▶ _WRITTEN TASK_
Show each line of the items below that contains the word "aerial", copying the lines in full. Case counts.

▶ _EXCERPTED DATA_

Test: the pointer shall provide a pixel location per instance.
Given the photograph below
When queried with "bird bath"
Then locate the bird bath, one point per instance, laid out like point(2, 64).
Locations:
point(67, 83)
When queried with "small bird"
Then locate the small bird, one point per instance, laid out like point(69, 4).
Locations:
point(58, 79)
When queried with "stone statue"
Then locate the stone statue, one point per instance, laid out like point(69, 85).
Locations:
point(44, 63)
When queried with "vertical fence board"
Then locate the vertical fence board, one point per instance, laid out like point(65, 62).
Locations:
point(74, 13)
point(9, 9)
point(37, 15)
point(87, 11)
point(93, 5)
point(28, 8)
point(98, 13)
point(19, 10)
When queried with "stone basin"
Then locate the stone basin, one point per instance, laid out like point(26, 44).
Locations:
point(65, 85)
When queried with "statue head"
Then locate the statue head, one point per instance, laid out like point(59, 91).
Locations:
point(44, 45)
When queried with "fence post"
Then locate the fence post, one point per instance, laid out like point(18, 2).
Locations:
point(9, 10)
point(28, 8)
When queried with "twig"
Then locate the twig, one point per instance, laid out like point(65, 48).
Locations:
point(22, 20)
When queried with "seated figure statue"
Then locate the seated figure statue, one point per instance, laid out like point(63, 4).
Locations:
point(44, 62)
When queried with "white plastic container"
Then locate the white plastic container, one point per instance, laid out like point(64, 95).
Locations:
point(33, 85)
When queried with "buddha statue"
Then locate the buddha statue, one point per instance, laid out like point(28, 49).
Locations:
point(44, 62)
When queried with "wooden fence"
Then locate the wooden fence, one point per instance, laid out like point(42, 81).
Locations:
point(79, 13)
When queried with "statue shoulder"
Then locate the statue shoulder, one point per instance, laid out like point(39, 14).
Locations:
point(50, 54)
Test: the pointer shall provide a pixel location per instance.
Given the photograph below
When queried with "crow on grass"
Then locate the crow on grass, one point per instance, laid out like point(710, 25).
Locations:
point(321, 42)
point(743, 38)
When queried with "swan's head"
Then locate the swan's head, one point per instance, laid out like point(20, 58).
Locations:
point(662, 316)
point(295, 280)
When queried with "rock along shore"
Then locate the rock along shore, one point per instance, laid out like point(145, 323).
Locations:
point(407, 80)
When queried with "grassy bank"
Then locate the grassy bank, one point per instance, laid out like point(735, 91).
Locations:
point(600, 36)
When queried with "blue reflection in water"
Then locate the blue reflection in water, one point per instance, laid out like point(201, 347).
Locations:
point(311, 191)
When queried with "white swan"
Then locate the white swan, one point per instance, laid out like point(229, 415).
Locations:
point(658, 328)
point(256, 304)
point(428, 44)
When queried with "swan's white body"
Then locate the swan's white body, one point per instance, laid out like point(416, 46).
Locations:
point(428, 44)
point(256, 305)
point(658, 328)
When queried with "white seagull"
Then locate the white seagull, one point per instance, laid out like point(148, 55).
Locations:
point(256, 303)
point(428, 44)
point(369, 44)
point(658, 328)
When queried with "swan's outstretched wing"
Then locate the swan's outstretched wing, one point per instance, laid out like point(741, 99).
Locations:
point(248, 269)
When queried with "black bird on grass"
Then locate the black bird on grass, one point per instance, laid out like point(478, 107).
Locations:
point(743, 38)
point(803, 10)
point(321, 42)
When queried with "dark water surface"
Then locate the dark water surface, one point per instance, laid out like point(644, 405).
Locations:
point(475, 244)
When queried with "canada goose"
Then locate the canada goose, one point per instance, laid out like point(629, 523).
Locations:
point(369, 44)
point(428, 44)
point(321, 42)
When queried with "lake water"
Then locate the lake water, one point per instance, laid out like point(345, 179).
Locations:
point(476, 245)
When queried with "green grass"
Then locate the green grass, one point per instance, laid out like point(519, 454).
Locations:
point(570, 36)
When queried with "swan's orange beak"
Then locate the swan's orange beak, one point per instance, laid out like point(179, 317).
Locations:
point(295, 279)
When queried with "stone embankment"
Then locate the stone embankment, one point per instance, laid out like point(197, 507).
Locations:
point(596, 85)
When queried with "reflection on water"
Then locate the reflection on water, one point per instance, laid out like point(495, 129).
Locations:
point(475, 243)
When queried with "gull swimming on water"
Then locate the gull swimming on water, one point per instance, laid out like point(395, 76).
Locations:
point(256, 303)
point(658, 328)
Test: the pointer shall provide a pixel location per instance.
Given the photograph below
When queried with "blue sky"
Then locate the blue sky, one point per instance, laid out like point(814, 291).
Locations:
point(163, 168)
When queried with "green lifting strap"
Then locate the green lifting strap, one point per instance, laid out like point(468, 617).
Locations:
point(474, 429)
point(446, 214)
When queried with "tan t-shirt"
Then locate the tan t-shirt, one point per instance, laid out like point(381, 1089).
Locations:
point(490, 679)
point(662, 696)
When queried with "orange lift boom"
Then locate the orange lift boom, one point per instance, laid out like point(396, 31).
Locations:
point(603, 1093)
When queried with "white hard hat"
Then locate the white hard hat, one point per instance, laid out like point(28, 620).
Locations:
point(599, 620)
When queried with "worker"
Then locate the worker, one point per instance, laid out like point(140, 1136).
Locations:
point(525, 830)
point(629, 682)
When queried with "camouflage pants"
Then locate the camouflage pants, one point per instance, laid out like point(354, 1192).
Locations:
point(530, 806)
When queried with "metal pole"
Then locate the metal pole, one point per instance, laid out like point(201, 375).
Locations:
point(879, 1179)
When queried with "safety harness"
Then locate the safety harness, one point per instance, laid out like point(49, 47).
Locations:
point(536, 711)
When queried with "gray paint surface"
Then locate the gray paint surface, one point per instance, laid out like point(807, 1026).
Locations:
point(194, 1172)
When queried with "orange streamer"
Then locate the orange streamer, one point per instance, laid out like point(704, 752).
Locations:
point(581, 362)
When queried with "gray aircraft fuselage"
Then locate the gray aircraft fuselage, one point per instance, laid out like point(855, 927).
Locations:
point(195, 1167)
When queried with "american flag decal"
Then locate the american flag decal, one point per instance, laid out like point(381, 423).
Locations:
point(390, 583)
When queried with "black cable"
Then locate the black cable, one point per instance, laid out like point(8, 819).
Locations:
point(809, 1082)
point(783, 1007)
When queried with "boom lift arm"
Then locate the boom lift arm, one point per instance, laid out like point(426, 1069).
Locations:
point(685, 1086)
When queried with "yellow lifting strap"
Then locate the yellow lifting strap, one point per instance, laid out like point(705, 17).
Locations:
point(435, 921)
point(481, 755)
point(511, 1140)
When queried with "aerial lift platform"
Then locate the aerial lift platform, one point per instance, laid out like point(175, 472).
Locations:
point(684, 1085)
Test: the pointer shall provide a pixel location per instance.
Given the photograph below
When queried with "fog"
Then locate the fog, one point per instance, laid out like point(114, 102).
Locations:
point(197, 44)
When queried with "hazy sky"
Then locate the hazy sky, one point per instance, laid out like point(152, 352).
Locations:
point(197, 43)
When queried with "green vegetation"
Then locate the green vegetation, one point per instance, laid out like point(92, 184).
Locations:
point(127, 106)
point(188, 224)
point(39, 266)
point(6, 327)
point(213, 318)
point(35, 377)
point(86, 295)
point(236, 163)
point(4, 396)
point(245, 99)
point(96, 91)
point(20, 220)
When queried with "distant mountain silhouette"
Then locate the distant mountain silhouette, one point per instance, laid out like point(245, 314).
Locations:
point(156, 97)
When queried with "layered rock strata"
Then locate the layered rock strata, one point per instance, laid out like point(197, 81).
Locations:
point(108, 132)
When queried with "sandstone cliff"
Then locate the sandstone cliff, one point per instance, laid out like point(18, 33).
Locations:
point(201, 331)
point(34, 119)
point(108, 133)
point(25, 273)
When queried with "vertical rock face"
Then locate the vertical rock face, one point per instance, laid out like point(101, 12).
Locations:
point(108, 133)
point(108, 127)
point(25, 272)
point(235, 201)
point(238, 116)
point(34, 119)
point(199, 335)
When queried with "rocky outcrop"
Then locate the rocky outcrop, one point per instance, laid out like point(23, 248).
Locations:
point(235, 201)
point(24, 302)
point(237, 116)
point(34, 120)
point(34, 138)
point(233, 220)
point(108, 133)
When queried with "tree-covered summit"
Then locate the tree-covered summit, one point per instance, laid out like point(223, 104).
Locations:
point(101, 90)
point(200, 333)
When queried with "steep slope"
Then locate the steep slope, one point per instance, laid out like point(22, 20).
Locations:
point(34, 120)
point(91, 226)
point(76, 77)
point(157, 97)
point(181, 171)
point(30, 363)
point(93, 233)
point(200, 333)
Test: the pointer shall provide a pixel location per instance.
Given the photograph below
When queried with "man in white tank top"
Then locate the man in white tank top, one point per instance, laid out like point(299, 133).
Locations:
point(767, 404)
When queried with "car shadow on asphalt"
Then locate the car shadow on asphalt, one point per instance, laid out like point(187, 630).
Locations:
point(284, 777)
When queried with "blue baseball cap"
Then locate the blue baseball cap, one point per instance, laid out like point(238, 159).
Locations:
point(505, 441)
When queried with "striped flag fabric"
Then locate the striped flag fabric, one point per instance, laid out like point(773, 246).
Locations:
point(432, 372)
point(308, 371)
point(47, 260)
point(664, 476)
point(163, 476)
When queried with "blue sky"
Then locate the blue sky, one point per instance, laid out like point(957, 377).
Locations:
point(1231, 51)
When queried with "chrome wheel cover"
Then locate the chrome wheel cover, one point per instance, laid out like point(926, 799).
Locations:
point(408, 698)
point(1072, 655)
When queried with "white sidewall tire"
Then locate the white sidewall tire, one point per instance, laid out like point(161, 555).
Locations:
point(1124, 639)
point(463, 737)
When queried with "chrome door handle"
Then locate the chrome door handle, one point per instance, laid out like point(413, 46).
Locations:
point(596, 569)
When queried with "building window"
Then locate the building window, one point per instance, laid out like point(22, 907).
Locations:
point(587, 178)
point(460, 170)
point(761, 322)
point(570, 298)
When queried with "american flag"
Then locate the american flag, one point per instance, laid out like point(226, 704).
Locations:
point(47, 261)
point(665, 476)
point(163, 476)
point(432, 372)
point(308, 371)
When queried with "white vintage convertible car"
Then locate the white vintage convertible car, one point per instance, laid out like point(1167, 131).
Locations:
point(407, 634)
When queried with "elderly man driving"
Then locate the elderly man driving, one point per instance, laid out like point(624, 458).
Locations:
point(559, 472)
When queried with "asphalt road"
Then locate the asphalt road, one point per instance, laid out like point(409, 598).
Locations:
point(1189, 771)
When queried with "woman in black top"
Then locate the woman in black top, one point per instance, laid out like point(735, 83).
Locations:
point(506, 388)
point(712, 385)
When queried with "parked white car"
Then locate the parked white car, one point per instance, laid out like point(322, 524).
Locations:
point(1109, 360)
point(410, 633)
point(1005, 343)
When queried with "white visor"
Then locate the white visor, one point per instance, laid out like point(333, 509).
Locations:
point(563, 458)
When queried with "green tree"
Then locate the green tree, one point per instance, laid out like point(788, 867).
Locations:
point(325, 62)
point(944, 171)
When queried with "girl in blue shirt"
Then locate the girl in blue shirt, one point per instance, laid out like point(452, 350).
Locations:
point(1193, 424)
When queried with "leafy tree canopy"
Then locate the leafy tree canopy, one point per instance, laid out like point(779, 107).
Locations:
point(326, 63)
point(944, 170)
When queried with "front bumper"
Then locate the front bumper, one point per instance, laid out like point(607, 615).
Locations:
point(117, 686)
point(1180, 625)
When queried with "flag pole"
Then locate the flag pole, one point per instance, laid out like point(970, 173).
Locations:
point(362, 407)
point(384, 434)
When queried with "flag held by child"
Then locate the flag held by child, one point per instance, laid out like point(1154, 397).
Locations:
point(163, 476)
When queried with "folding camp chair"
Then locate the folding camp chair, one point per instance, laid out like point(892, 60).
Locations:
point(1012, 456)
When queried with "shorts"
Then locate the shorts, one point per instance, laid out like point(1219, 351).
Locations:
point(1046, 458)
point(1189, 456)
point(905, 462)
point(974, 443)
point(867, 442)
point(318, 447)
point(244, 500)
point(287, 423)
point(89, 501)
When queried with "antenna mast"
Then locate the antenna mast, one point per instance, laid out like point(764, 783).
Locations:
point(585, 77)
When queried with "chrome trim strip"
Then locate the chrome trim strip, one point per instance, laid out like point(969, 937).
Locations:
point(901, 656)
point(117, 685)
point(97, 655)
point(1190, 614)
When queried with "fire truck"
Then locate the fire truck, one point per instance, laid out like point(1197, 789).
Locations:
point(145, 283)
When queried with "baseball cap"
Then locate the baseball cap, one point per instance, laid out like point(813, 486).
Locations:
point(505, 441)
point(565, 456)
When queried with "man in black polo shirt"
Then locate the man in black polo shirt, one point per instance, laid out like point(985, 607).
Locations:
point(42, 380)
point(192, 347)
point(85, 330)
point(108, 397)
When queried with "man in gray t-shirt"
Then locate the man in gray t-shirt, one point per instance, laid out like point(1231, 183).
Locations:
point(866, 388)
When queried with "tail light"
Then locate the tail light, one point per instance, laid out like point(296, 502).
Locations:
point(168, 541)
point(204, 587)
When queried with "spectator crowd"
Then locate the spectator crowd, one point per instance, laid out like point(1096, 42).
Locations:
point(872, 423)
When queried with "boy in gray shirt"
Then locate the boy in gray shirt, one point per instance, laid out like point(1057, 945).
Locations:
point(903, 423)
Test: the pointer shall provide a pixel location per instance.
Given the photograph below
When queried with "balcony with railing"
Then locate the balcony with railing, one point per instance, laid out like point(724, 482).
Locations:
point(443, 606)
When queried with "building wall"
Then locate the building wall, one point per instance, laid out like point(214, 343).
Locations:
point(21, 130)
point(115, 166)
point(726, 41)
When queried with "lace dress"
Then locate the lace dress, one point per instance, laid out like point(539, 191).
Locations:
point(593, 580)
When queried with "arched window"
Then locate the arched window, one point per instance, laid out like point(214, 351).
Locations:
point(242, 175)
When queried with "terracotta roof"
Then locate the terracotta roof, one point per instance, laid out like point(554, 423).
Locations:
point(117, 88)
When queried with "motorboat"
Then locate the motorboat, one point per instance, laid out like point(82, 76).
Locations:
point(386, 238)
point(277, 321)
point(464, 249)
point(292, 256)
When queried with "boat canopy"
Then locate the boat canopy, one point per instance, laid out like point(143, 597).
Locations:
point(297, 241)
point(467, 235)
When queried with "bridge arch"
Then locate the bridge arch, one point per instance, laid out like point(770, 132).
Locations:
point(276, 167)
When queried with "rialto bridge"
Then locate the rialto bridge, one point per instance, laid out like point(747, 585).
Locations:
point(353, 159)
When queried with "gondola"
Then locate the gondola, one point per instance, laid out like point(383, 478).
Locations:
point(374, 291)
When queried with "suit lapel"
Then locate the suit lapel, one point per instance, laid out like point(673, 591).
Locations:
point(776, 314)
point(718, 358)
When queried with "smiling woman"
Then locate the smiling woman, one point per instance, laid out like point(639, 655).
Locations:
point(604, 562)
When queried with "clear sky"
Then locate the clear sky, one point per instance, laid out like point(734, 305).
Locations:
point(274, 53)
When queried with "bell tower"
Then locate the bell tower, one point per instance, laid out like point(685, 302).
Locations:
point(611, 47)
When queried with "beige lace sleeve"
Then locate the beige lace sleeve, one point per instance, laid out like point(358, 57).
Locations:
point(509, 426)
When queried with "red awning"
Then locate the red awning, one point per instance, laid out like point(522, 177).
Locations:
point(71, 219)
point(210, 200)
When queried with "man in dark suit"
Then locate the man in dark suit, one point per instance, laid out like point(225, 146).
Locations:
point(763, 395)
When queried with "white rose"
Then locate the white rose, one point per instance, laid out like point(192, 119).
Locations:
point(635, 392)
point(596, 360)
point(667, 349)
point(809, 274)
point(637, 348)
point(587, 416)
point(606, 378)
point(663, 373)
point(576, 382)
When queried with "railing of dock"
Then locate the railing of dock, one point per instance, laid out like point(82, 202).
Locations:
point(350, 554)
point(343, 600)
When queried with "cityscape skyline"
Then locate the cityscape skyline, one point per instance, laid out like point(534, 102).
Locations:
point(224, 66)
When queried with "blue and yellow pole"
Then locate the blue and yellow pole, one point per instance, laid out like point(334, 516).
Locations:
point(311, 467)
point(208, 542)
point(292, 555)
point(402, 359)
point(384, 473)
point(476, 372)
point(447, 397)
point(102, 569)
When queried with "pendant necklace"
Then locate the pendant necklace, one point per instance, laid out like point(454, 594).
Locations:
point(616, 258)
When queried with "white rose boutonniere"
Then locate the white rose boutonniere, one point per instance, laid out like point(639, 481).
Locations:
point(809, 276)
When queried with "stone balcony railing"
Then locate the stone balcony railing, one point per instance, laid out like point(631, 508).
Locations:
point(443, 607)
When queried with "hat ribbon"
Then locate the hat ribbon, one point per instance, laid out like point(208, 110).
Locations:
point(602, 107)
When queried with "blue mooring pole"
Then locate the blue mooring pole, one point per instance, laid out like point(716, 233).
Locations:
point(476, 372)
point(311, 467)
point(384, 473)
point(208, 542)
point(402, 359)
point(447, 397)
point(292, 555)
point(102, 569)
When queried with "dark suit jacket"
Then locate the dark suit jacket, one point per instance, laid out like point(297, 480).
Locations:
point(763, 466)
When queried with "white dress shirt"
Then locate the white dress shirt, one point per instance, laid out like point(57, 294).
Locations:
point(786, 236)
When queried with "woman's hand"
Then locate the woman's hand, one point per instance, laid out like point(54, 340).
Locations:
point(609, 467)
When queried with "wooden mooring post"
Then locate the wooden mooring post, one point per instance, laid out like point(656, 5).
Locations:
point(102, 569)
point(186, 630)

▶ _ANSWER TO THE PROBLEM_
When queried with "aerial lift platform"
Then locate the aerial lift platform, one point per instance, laid out like point(175, 472).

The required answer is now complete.